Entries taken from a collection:
★ ★ ★ ★ ★ ★ ★
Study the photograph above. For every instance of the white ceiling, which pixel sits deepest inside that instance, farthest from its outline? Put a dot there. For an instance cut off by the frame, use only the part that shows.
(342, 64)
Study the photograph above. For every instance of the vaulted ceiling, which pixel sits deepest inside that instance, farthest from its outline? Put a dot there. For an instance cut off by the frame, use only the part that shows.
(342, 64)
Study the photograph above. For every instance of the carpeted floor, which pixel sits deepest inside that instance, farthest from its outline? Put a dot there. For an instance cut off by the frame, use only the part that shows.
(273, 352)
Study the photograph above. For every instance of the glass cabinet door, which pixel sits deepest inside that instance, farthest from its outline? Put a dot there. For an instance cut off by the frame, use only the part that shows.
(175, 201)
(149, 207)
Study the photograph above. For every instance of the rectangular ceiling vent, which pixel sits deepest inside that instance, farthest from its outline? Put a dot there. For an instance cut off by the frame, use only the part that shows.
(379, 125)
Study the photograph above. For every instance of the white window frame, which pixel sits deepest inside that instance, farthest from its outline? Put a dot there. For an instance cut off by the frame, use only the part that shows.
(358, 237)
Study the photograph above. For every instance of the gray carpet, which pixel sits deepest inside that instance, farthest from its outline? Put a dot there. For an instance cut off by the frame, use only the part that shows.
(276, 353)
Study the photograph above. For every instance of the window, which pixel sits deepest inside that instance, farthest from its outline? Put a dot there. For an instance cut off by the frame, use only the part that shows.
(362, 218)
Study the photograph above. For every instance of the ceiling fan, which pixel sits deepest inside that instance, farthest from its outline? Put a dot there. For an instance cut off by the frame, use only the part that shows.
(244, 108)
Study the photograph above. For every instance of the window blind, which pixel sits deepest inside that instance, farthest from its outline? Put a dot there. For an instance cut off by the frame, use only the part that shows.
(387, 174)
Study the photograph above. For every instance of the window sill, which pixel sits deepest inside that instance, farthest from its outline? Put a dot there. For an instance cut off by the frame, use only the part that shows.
★ ★ ★ ★ ★ ★ ★
This exercise requires that all of the entries be repeated exactly.

Study the photograph above. For every instance of the white ceiling, which pixel sits deepest inside that instance, farthest from its outline? Put a dot there. For an instance cut off by the frame, use only the part that shows.
(342, 64)
Study the photograph above. For every instance of the vaulted ceiling, which pixel sits deepest inside that instance, farthest from its outline? Put a dot there. For an instance cut off by the frame, use only the part that shows.
(342, 64)
Study the photograph above. For every instance of the carpeted floor, which pixel sits deepest inside that instance, farthest from its outline? Put a dot there. For an instance cut off by the frame, use only the part that shows.
(273, 352)
Study the photograph above. For every instance of the glass cabinet door, which pixel sits deepest inside that instance, farthest from its outline? Put a dot there. For an instance cut off by the frame, use only the part that shows.
(175, 201)
(149, 207)
Study the photograph above. For every instance of the rectangular ceiling vent, which pixel sits deepest inside that instance, farthest from its outline? Put a dot there. For an instance cut off by the frame, use only the part that shows.
(379, 125)
Study the photograph above. For every instance of the white window frame, which pixel sits deepest inside that instance, farthest from its outline? Put a dot there. For an instance cut off by the frame, use only the part that shows.
(358, 237)
Study the photograph above. For every instance of the gray carpet, which pixel sits deepest inside that instance, farthest from its outline? Put a dot there. For an instance cut off by the frame, use only the part that shows.
(276, 353)
Study the photograph above. For every instance of the window, which pixel sits deepest inside that instance, farthest from its outline? Put a dot there. For an instance cut off by the frame, use only the part that shows.
(362, 218)
Study the photograph above. For every instance of the ceiling fan, which pixel sits deepest inside that instance, farthest from its outline? Put a dot there. For an instance cut off by the frame, use only the part that shows.
(244, 108)
Study the photograph above. For every instance of the window blind, which pixel sits deepest inside that instance, farthest from its outline? Put a dot there. For an instance cut off by the frame, use only the part that shows.
(387, 174)
Study the photograph above. For every instance of the window sill, which pixel sits deepest inside that instance, farthest from its outline? Put a dot there. For an instance cut off by the frame, use only the part that shows.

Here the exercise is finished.